┏━━

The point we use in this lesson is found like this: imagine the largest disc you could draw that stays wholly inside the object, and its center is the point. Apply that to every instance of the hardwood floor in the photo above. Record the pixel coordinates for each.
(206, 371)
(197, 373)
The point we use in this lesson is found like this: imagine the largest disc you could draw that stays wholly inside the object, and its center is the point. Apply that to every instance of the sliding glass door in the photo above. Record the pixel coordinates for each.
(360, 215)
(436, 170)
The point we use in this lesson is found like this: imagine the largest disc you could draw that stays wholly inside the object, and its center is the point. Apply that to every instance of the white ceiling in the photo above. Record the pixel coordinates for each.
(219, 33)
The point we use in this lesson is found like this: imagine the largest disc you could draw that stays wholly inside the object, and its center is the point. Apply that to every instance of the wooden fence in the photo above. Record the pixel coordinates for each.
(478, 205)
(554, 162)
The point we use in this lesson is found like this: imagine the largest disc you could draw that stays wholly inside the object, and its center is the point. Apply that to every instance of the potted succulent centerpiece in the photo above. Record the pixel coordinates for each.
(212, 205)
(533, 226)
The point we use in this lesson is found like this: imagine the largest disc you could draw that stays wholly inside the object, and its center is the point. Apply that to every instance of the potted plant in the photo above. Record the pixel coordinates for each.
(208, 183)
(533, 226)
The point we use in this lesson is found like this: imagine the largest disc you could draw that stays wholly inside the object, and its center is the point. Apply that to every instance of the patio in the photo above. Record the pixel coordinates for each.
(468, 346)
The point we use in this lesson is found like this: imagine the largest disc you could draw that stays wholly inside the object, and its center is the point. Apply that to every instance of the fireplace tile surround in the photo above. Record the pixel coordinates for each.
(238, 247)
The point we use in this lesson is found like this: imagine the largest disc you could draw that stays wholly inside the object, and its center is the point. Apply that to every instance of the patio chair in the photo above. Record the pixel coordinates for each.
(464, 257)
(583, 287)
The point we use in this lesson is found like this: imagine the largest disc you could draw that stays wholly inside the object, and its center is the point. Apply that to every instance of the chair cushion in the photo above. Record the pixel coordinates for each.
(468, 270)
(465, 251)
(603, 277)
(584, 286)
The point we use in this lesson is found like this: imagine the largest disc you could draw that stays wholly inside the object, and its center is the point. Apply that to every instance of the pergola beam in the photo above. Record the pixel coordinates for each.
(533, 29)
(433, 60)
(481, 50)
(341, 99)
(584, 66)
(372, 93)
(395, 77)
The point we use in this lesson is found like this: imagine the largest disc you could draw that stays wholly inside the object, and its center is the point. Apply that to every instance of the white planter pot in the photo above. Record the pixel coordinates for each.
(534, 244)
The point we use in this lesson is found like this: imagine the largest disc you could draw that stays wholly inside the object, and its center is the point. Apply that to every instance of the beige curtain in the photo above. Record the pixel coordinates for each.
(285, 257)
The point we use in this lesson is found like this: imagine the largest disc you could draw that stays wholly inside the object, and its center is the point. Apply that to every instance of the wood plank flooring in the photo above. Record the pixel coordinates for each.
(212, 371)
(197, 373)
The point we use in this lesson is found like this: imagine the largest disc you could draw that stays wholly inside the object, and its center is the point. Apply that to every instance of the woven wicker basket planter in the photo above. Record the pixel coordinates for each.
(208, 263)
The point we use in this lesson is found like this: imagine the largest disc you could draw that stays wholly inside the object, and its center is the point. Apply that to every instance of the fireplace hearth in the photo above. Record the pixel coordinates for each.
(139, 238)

┗━━
┏━━

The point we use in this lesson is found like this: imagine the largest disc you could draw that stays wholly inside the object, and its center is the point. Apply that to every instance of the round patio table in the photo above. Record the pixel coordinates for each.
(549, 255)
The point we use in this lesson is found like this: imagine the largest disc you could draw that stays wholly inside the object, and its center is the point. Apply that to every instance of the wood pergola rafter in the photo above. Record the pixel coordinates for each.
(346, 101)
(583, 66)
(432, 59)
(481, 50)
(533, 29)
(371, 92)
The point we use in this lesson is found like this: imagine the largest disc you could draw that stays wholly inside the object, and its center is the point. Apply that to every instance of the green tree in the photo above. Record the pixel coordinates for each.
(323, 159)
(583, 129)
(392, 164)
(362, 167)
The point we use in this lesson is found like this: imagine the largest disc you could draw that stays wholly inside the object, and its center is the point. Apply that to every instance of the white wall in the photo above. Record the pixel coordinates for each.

┗━━

» Work request:
In the listing above, locate the line containing "of the green" and the line containing "the white wall". Extract those two lines and every line between them, exactly as written, and only those.

» Task result:
The point we use in this lesson is found like this: imagine the largest disc you could draw that stays wholly inside the object, and its center is the point. Apply that to every instance of the green tree in the photo above. Record the pixel coordinates for each.
(323, 159)
(583, 129)
(392, 164)
(362, 167)
The point we use in this lesson is found like this: imagine the largest disc you could draw that stays wholly inside the object, and its center is the point. Apply that to every instance of the white wall in the photo above. Record the pixel coordinates for each.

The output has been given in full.